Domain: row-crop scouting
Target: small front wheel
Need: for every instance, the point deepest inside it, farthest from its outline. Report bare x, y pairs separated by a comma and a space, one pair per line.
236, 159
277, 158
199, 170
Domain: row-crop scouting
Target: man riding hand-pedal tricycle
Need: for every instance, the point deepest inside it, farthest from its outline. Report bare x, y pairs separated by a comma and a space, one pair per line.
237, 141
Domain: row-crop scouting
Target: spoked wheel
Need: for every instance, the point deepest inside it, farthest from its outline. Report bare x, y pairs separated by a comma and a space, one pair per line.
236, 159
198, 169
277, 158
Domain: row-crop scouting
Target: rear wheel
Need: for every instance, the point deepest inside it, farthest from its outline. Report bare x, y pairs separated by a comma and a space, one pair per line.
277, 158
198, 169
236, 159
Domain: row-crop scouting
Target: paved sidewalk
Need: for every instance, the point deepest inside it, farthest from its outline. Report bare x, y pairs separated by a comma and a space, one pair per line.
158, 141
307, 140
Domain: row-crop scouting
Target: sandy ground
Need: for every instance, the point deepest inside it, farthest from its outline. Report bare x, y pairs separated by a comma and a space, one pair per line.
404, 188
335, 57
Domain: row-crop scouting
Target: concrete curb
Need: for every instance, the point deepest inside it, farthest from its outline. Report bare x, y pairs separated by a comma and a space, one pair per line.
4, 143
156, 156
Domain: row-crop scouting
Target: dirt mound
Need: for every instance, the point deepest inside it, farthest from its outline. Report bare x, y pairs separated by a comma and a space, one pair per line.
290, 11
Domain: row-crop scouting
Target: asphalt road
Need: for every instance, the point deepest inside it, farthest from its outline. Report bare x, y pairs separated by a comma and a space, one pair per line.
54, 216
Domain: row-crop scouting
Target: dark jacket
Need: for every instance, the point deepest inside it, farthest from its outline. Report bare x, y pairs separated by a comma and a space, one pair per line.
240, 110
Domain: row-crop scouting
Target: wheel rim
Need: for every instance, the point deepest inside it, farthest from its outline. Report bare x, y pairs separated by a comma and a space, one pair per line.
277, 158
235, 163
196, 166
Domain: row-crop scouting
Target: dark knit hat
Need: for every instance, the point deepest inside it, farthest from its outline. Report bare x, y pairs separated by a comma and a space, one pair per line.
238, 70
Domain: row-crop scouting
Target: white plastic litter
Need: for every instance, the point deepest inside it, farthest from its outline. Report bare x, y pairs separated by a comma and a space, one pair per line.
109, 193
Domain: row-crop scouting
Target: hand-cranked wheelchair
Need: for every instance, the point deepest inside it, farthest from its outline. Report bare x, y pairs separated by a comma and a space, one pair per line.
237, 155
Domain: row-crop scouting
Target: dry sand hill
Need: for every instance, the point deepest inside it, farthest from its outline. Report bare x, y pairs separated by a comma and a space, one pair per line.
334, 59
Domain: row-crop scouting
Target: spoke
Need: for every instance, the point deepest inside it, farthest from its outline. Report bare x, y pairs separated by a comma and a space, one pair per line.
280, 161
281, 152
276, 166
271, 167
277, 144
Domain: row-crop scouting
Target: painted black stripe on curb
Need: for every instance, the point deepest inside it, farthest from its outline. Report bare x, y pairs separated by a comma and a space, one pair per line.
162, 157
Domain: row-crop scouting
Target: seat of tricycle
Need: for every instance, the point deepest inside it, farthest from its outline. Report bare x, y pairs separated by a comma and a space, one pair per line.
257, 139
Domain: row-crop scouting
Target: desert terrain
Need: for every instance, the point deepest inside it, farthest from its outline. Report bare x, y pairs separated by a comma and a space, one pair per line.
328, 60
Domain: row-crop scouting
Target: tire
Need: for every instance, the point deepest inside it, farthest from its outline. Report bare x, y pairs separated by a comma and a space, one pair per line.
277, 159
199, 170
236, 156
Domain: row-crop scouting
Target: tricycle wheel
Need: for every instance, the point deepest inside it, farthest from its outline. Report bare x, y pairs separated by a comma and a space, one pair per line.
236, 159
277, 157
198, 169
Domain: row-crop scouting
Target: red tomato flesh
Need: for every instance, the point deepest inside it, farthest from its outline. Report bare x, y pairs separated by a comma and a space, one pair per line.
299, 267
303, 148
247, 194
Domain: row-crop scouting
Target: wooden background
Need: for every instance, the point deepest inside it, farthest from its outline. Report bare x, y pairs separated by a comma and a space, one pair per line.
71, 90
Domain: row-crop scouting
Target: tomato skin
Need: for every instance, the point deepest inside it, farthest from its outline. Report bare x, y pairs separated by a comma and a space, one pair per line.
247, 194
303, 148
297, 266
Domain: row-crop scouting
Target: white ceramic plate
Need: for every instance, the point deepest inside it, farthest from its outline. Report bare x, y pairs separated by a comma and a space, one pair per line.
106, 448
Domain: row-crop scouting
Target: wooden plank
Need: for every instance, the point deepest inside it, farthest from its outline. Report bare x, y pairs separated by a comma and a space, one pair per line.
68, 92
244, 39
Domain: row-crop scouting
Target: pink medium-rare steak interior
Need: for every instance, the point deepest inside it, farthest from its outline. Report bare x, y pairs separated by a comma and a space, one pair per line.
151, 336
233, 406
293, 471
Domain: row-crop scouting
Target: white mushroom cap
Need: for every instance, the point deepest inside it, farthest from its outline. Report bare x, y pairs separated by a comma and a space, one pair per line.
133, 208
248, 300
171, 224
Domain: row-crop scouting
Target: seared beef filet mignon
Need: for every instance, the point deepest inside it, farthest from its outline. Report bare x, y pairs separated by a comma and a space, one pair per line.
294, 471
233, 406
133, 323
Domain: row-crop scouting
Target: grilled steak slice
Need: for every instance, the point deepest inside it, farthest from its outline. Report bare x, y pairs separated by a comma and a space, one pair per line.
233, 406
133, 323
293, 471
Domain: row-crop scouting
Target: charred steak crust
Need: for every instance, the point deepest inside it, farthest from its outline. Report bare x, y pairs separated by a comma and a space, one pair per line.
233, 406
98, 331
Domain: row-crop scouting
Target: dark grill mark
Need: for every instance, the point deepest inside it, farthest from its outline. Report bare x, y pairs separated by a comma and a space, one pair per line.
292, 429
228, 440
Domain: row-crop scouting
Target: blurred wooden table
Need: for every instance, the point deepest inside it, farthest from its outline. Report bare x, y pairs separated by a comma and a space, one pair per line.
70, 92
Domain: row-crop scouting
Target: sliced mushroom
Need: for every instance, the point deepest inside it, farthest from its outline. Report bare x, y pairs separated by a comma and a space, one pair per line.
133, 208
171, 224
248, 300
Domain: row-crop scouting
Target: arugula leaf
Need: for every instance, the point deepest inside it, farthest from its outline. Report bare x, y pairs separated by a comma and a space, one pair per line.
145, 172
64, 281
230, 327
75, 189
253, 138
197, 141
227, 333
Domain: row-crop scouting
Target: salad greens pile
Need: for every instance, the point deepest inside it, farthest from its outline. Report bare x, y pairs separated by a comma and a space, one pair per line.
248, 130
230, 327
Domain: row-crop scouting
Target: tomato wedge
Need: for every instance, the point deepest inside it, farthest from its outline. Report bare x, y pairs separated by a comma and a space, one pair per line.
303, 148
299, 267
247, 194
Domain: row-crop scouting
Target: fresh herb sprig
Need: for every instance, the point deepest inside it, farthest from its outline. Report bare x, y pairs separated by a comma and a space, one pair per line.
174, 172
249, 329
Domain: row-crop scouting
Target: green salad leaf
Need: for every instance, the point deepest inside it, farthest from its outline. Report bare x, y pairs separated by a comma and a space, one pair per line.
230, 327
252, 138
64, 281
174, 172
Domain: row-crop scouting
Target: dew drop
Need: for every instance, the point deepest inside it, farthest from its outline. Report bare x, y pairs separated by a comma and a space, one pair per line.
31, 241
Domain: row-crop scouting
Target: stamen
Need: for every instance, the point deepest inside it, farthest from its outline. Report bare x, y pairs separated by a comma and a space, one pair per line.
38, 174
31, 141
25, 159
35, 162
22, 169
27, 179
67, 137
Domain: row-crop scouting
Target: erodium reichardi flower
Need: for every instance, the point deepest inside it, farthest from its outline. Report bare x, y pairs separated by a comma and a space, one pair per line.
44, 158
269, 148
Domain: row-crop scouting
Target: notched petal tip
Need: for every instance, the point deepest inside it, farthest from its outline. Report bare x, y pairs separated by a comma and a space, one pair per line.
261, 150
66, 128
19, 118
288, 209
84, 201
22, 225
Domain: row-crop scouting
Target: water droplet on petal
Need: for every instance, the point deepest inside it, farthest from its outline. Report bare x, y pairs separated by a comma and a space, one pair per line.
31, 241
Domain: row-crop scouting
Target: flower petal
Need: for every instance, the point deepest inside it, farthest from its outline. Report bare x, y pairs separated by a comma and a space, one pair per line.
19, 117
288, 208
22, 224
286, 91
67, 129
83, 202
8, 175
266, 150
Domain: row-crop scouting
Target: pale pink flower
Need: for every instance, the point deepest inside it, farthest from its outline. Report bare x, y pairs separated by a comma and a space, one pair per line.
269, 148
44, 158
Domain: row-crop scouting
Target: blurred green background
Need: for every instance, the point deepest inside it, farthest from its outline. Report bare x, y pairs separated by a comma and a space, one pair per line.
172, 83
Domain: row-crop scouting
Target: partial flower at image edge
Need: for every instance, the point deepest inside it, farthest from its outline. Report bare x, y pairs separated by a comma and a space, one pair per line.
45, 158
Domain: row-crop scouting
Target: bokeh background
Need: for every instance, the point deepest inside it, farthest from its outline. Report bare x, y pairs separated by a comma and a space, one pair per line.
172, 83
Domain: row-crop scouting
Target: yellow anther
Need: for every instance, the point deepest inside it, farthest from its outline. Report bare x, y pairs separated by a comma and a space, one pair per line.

___

▸ Exercise brief: Above are some lines. Repeat exactly, and only, those from the line that has "Target: tire" through the line that has "Target: red tomato flesh".

▸ Response:
Target: tire
Need: for every instance, the point deepest inside it, farthest from its outline. Report bare x, y pairs separated by a comma and a space, one pair per line.
277, 159
199, 170
236, 156
Domain: row-crop scouting
Target: tricycle wheel
Need: for every instance, the point deepest inside it, farthest from its outline. Report bare x, y pairs separated by a comma and a space, one pair per line.
236, 159
277, 157
198, 169
Domain: row-crop scouting
Target: red tomato flesh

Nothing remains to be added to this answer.